§ Listed records:
# # # #

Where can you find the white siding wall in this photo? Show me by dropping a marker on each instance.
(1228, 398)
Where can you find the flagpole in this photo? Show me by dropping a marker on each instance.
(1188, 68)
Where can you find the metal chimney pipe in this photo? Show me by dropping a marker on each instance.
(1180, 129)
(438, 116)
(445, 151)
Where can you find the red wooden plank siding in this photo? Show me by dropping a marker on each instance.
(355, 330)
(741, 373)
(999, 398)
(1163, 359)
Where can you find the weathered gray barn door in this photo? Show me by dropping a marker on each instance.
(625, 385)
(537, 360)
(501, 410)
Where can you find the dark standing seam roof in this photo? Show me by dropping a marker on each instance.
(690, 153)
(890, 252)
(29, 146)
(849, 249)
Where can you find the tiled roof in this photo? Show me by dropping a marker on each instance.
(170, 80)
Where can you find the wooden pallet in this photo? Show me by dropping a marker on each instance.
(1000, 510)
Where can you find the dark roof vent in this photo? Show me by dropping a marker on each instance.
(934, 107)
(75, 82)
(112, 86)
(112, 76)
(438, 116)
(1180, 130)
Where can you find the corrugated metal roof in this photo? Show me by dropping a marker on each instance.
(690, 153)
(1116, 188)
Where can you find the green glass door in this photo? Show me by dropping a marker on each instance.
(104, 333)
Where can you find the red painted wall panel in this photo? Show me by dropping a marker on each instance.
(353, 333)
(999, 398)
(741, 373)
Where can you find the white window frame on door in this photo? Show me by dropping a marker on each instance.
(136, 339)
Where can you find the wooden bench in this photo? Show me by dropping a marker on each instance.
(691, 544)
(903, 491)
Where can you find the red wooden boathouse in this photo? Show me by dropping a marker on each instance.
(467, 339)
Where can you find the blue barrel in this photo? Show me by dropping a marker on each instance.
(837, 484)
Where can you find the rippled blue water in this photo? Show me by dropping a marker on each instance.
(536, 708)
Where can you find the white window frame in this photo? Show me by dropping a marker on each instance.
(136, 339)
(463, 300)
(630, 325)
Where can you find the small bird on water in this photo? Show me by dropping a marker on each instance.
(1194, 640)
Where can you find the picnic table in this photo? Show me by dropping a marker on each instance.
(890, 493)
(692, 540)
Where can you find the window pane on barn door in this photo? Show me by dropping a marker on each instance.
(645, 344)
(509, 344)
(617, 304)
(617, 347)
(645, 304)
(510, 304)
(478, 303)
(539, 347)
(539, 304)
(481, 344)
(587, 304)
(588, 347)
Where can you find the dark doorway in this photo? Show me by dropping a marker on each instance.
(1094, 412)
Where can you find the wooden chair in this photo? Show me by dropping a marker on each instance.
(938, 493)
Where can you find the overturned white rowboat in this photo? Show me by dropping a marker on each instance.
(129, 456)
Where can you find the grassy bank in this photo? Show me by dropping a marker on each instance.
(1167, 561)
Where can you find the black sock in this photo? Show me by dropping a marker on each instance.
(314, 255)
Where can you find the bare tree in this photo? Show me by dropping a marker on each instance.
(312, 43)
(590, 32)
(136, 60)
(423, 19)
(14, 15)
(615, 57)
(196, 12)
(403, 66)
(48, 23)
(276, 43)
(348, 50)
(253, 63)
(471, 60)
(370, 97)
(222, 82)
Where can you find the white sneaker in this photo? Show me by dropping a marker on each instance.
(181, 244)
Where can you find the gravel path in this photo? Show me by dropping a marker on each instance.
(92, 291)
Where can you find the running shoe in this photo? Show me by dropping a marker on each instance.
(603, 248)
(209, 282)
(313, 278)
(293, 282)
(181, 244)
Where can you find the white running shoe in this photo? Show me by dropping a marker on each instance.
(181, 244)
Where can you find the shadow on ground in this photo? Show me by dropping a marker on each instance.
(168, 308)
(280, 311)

# # # #

Print all of the data above again, word for word and in the same order.

§ Written response:
Where can you find the white siding wall in this photo? Show me by dropping a marker on each instance.
(1228, 398)
Where can you find the flagpole in this photo? Show me by dropping a marker on each instance.
(1188, 68)
Where can you find the metal chimney pipe in this photo? Show me by dropping a marker on each instance.
(1180, 129)
(438, 116)
(445, 151)
Where can you find the red wooden plank siding in this photo? Show me by dropping a marker on each instance.
(355, 330)
(741, 373)
(999, 398)
(1163, 359)
Where can you find the weathered gray barn door in this photo? Show me by dropping a marker on each instance.
(625, 385)
(537, 360)
(501, 410)
Where can you find the dark standing seam roof in this photo? Show me by dropping a marker on each instance.
(690, 153)
(890, 252)
(29, 146)
(849, 249)
Where can you find the tiled roof in this photo? Show me by dropping a marker on each instance.
(170, 80)
Where can you find the wooden pallet in this photo? Show me by dropping a marker on each instance.
(1000, 510)
Where can you find the dark roof vent in this photo? Show me by dropping a marker on each instance.
(934, 107)
(75, 82)
(112, 86)
(112, 76)
(438, 116)
(1180, 130)
Where can you find the corrugated metal roof in this photo? Show me by dropping a marker on each instance.
(690, 153)
(1116, 188)
Where can you find the green glass door in this photo? Show me by dropping a marker on each instance.
(104, 333)
Where can you find the red painted wall panel in this photo? Show me by dropping a marker on each instance.
(353, 333)
(999, 398)
(741, 373)
Where can you find the white window frame on door in this photo? Show me by dropping a marker on each instance.
(136, 339)
Where can you find the wooden bench in this photo? Show me by dropping a marker on each instance.
(691, 544)
(903, 491)
Where can you find the red wooden boathouse in this photo? Show me by dropping a marker on each instance.
(467, 339)
Where can you find the blue barrel in this photo? Show me by dropping a marker on each instance.
(837, 484)
Where can you find the rippled blue water in this photo? Show me by dropping a marker on each instance.
(536, 708)
Where can you find the white window frame in this photo? Show me by dropping a marker on each instance.
(136, 339)
(463, 300)
(630, 325)
Where can you find the small bird on water in this photo? Show me by dropping a marker on each instance.
(1194, 640)
Where can you find the picnic table in this photo? Show me by dropping a marker on each instance.
(890, 493)
(692, 540)
Where can you find the window pane on barn door in this photo? Show me by dropping a marker on each instance.
(645, 344)
(509, 344)
(617, 304)
(617, 347)
(645, 304)
(510, 304)
(478, 303)
(539, 347)
(539, 304)
(481, 344)
(587, 304)
(588, 347)
Where can you find the dark doorway in this photo? Show me by dropping a marker on each instance.
(1094, 412)
Where can you find the wooden chair in this photo? Show me by dropping a marker on each instance.
(938, 493)
Where can you find the overturned white rowboat in this photo? Show me by dropping a marker on each instance.
(129, 456)
Where can you find the grassy bank in this photo? Show me by dropping a marker on each instance.
(1167, 561)
Where can you find the black sock in this photo? Show me by dropping a marker on each instance.
(314, 255)
Where can you find the bare tree in this photo? Show me by dropping a marker on each instance.
(312, 43)
(590, 32)
(136, 60)
(423, 19)
(14, 15)
(615, 57)
(196, 12)
(403, 66)
(48, 23)
(276, 43)
(348, 50)
(253, 63)
(471, 60)
(370, 97)
(222, 82)
Where can you find the white sneaker in this photo? Show me by dropping a marker on each instance.
(181, 244)
Where can you find the gravel path in this photo? Show me by dropping a marker on each instance.
(92, 291)
Where can you find the running shoe in this photo? Show me by dropping a marker on each instance.
(603, 248)
(209, 282)
(313, 278)
(293, 282)
(181, 244)
Where can you find the white running shoe in this photo? Show me by dropping a marker on each instance.
(181, 244)
Where can you find the shadow on ground in this photo? Show me by dropping a marker on each instance.
(168, 308)
(280, 311)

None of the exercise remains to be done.